**** Recorded information ****
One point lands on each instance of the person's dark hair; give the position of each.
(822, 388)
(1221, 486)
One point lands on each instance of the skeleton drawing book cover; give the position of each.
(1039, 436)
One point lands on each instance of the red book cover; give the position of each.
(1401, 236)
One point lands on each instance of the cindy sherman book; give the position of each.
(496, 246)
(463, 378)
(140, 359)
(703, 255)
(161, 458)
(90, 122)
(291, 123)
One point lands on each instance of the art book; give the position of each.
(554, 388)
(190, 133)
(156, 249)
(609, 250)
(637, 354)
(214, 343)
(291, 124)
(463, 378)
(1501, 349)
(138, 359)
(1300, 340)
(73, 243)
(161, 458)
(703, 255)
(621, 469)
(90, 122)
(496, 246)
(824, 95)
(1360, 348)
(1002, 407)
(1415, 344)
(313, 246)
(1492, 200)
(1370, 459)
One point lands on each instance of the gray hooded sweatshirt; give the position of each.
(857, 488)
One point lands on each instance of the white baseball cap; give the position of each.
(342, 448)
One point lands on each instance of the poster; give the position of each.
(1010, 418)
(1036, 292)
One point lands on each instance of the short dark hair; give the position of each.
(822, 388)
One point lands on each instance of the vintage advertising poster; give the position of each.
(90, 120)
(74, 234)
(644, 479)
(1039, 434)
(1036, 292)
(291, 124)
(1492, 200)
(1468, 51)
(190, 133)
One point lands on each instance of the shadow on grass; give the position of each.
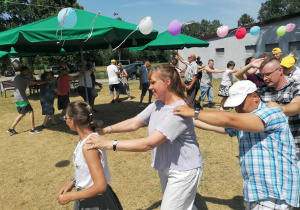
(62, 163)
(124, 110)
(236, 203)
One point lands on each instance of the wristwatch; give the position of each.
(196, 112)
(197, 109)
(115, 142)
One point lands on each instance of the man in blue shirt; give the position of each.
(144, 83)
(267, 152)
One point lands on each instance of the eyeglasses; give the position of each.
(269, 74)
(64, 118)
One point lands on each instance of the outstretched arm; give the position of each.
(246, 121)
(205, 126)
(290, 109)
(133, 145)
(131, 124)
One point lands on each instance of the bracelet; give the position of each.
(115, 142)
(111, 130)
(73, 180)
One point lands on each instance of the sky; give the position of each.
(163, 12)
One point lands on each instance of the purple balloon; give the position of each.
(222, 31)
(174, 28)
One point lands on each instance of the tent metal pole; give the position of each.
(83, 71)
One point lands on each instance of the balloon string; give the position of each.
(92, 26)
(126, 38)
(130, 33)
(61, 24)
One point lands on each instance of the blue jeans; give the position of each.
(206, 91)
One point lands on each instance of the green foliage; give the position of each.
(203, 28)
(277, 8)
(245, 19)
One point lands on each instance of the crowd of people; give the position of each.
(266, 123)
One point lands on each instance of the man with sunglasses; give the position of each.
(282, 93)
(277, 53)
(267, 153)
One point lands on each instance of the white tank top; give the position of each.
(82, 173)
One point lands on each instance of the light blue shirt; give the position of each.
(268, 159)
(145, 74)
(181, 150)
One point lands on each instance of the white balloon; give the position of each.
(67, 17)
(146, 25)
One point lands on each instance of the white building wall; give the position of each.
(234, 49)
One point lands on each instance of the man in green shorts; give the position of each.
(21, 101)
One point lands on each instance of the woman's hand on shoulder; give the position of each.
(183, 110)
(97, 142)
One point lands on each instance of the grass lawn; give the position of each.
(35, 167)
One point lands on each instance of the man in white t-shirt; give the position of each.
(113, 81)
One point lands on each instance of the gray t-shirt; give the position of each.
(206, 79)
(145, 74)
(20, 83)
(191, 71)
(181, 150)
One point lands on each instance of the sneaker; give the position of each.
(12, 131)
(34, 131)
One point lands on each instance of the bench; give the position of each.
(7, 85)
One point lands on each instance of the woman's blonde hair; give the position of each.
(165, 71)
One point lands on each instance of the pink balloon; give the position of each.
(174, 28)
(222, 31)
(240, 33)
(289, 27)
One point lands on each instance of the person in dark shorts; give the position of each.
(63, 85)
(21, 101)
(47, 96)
****
**** Recorded information ****
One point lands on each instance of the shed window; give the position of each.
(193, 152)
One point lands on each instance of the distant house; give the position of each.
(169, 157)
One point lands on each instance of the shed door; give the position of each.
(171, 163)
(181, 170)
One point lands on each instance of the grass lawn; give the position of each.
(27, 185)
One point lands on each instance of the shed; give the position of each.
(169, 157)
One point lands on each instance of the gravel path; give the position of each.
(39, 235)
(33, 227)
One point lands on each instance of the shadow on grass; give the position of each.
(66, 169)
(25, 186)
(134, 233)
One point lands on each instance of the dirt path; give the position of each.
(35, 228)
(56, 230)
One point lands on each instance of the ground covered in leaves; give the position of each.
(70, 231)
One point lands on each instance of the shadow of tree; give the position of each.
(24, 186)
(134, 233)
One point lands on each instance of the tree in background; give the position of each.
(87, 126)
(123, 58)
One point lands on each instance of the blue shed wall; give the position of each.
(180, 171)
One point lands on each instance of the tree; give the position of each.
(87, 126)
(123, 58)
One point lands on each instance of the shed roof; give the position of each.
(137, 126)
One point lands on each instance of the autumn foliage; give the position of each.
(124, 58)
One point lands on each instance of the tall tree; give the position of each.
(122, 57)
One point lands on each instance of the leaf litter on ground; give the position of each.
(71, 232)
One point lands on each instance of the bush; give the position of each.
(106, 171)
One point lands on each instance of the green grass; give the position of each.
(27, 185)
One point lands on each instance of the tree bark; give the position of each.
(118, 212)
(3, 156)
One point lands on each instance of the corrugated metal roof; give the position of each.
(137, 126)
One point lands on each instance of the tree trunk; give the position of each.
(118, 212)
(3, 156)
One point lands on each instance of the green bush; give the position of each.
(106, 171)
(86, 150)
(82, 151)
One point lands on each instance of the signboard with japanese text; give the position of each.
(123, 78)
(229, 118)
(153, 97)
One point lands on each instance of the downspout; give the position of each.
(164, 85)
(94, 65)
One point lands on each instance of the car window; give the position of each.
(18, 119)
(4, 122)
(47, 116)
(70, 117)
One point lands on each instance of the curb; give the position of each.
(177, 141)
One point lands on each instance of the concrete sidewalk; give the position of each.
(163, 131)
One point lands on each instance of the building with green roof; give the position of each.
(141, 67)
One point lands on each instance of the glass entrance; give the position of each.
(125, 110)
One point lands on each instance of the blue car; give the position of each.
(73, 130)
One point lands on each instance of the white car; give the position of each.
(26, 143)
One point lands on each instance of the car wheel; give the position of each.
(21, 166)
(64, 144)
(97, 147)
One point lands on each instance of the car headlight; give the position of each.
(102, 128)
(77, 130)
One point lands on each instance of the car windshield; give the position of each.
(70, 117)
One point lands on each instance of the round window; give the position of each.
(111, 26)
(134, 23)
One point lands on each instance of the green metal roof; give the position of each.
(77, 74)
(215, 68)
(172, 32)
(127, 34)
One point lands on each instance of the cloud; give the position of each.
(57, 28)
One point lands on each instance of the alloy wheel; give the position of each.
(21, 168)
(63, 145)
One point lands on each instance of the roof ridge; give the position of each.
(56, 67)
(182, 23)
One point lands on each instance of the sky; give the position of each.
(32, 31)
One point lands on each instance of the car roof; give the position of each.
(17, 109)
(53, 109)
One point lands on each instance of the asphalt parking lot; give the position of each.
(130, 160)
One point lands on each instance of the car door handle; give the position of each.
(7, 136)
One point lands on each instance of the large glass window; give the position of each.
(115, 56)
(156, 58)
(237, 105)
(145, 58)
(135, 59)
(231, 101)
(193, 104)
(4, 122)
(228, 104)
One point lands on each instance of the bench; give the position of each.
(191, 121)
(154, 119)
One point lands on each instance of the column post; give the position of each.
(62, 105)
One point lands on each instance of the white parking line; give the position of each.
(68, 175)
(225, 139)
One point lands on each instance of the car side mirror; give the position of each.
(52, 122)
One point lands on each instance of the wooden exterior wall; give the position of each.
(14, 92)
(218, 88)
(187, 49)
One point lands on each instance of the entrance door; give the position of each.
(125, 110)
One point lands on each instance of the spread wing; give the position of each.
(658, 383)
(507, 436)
****
**** Recorded information ****
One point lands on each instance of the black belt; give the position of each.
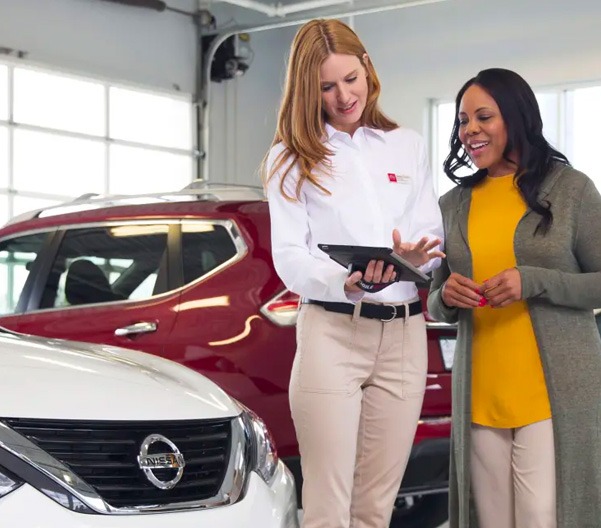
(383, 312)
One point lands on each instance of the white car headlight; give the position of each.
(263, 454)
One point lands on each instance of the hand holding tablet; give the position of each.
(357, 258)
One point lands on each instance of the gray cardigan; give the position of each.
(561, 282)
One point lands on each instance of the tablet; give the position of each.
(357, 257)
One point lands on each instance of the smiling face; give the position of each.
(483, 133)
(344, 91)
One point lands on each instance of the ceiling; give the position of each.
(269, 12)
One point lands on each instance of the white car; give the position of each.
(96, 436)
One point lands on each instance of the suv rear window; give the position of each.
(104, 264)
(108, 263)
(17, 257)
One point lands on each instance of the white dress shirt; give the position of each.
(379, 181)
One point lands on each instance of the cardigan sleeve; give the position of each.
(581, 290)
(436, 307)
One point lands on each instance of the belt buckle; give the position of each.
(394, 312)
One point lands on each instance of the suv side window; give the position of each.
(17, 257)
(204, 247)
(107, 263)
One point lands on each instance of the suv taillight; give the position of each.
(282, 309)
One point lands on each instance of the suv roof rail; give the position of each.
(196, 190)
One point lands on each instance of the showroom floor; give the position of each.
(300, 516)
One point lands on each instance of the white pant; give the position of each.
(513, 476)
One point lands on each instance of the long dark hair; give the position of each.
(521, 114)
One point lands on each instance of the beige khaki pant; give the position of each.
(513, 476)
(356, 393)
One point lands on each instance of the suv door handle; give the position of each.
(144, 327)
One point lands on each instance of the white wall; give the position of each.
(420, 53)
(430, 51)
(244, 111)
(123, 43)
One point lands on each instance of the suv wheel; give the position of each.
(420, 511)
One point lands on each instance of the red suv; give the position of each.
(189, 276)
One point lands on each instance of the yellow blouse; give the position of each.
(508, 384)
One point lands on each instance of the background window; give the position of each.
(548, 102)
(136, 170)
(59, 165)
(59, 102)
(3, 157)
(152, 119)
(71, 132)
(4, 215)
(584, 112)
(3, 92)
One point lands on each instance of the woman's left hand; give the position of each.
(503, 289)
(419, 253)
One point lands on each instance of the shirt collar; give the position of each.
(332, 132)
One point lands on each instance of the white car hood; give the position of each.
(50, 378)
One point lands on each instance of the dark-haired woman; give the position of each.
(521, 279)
****
• Exercise details
Locate every row containing the word "gray" and copy each one out in full.

• Response to the exercise
One point lands on each instance of the gray hooded sweatshirt; give the position of each.
One point lands on each instance of the gray t-shirt; give the position of each.
One point lands on each instance of the gray cardigan; give the position of each.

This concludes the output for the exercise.